Considering hiring one of our user groups but unsure of the laws? Leave no stone unturned by reading our complete guide on career changer employment rights.
Is this your first time hiring a person who is often discriminated against, such as a homeless person? If so, you’ve made the right decision by double-checking the rights, regulations and responsibilities surrounding their recruitment. More often than not, there is no difference in the legality of employing any of our user groups. However, as an employer, you may have to take some extra steps.
Additionally, there is often extra financial help when attracting, hiring and employing these user groups. To read about the extra support you could receive, head over to our Funding guide.
Rights and Regulations
Here is our guide to career changer employment rights which we have tailored to each of the user groups:
There are no laws or regulations inhibiting your ability to recruit any of the 21,000 personnel who leave the military on average every year.
Check out our guide on the Benefits of Employing Ex-Military for more information.
There are no strict barriers to employing the formerly incarcerated. Currently, you are allowed to ask a candidate if they have any criminal convictions. However, there is an ongoing movement which aims to restrict employers from asking for criminal conviction information. This movement is called Ban the Box.
You can find more information on recruiting ex-offenders in our guide on Employing Ex-Offenders.
Parents Returning to Work
Hiring a returning parent follows the same rights and regulations as any regular employee. However, you should know that employees have the right to take 26 weeks of ‘Ordinary Maternity Leave’ and must take at least 2 weeks off work after giving birth.
Be sure to read over our guide on the Benefits of Employing Parents Returning to Work and our separate section on Parenthood for all the necessary information and workers’ rights.
It is against the law to discriminate against candidates based on their age, except where it is objectively justified. For example, if you can justify that the role is no longer possible after a certain age e.g. modelling or acting roles.
Head over to our guide on the benefits of Employing Older Workers to find out more.
Research has found that 42% of employers across the UK believe it is illegal to hire homeless people – this is completely false. A homeless person has the same employment rights as everybody else.
The government and relevant charities encourage employers to instil a company culture that allows their staff to be open about their financial situation. This ensures that the employee finds assistance before their situation deteriorates.
Discover the advantages of Employing Homeless People in our dedicated guide.
There are no laws, rights or regulations surrounding employing NEET candidates (Not in Education, Employment or Training) that do not already apply to hiring workers in the UK.

Data provided:

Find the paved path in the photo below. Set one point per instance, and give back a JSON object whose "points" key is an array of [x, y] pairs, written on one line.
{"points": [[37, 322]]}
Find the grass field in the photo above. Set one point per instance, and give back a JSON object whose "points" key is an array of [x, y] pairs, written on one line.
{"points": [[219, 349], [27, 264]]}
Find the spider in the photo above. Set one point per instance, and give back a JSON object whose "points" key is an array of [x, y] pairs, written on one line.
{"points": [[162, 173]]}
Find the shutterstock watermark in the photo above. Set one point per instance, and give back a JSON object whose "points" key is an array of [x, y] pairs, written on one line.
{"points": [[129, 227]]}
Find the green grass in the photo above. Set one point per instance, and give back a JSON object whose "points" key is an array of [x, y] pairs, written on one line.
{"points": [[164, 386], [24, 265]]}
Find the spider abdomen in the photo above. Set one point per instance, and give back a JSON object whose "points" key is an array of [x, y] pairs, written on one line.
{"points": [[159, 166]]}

Problem 1:
Do these statements agree with the guide on career changer employment rights? Answer yes or no for each and quote the words from the guide that decide it.
(a) Employers are currently allowed to ask a candidate whether they have any criminal convictions.
(b) Employees must take at least 4 weeks off work after giving birth.
(c) Research found that 42% of UK employers believe it is illegal to hire homeless people.
Problem 2:
Using the guide on career changer employment rights, answer each question.
(a) On average, how many personnel leave the military every year?
(b) What is the name of the movement that aims to restrict employers from asking for criminal conviction information?
(c) How many weeks of "Ordinary Maternity Leave" do employees have the right to take?
Problem 3: Pick up the guide on career changer employment rights after its last sentence and carry it on.

Reply 1:
(a) Yes: "Currently, you are allowed to ask a candidate if they have any criminal convictions."
(b) No: "must take at least 2 weeks off work after giving birth."
(c) Yes: "Research has found that 42% of employers across the UK believe it is illegal to hire homeless people"

Reply 2:
(a) 21,000
(b) Ban the Box
(c) 26 weeks

Reply 3:
Workers who have been made redundant are not in any special category of employment candidates. However, there are some rules around re-hiring someone who was made redundant by your business. Re-hiring is completely legal, but you must prove that the redundancy was genuine and necessary at the time. This will help to avoid claims of unfair dismissal by anyone who was made redundant but not subsequently re-hired.
For more information on the benefits of Employing a Redundant Worker, visit our guide.
Further Equality and Hiring Advice
There are no legal barriers to employing any of our user groups. Nonetheless, there are a number of steps that charities and the government encourage employers to take. For instance, consider a candidate who has gone through a difficult period or is in the midst of a significant life transition. In this case, it may be beneficial to the company and the employee to offer less strict employment terms.
It is also important to note that the 2010 Equality Act protects many of the groups listed here against workplace discrimination. This means that it is illegal not to hire somebody on the grounds of a protected characteristic such as age or gender.
As an employer, it’s your responsibility to know and understand career changer employment rights. Refreshing a Career has all the information you need to stay up-to-date with your rights as an employer as well as career-changer working rights. Check out our Complete Guide to Recruiting a Career Changer to get started.
We also have employer guides with information and support around providing remote work and flexible hours.
Refreshing a Career’s services page has information on promoting your roles on our market-leading jobs board, creating a company profile, and more. You can also subscribe to our newsletter to stay up-to-date on all of the latest news and information from Refreshing a Career. Feel free to contact us if you have any queries.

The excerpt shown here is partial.